== TEXT PROVIDED ==

# Arrow Dynamics PTP shafts on sale $65/dz.



## Arrow Dynamics (Sep 3, 2010)

New pricing on PTP (micro) shafts, starting at $65/dz. untill they are gone.

Glen Thurber/Arrow Dynamics
www.nitrostinger.com


----------



## paheadhunter (Apr 12, 2011)

How short can one cut these shafts without affecting the tapering if the shaft?


----------



## Arrow Dynamics (Sep 3, 2010)

The PTP have a 14 inch parallel portion in the front and a two inch parallel portion in the nock end. The shafts are 100% carbon and Made in the USA.


----------



## Blazinpond (Sep 16, 2008)

Awesome prices!

Are you discontinuing the PTP stingers?


----------



## Arrow Dynamics (Sep 3, 2010)

No, getting rid of my leftover stock and trying to give a good deal on some American made shafts.


----------



## arennick (Jan 20, 2006)

Do you ship to international addresses?

I can't seem to enter my address on the website as it requires a US post code.
Can I complete the order via emails and PayPal?

Regards,
Alan


----------



## Arrow Dynamics (Sep 3, 2010)

Send the info over thru e-mail.


----------



## arennick (Jan 20, 2006)

Arrow Dynamics said:


> Send the info over thru e-mail.

===

### OBJECTIVE 1
From the arrow shaft thread, copy word for word the part that opens with the words containing "Glen Thurber/Arrow Dynamics" and closes with "if the shaft?".
### OBJECTIVE 2
Carry on the arrow shaft forum thread from the point where it stops.
The data that comes next has no connection to the arrow shaft thread.

== INFORMATION SHOWN ==

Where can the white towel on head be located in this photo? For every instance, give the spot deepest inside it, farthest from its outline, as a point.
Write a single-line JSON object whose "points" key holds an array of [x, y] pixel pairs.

===

### REPLY 1
Glen Thurber/Arrow Dynamics
www.nitrostinger.com


----------



## paheadhunter (Apr 12, 2011)

How short can one cut these shafts without affecting the tapering if the shaft?

### REPLY 2
Cheers!

Will do that now.

Regards,
Alan


----------



## Hit-em (Oct 3, 2002)

What are the specs on these shafts that you're selling ?


----------



## Arrow Dynamics (Sep 3, 2010)

+-/ .003
+/- 5 grains


----------



## GaBear (Jun 17, 2002)

Do these come with the outserts for screw in broadheads???


----------



## gansettx (Dec 25, 2010)

Really interested but would like to know if these are the Nitro Stingers or the Stinger PTP's on your website? The tolerances you give are only available on the Nitro stingers but the post above asks if your discontinuing Stinger PTP. Please clarify so I know what I'd be receiving, Thanks.


----------



## Arrow Dynamics (Sep 3, 2010)

The PTP are a micro shaft, they take a insert with a g-nock.


----------



## DBLLNGR (Mar 15, 2007)

can they take a regular glue in point? if so what size will look at buying some of these


----------



## valleysteve (Mar 19, 2010)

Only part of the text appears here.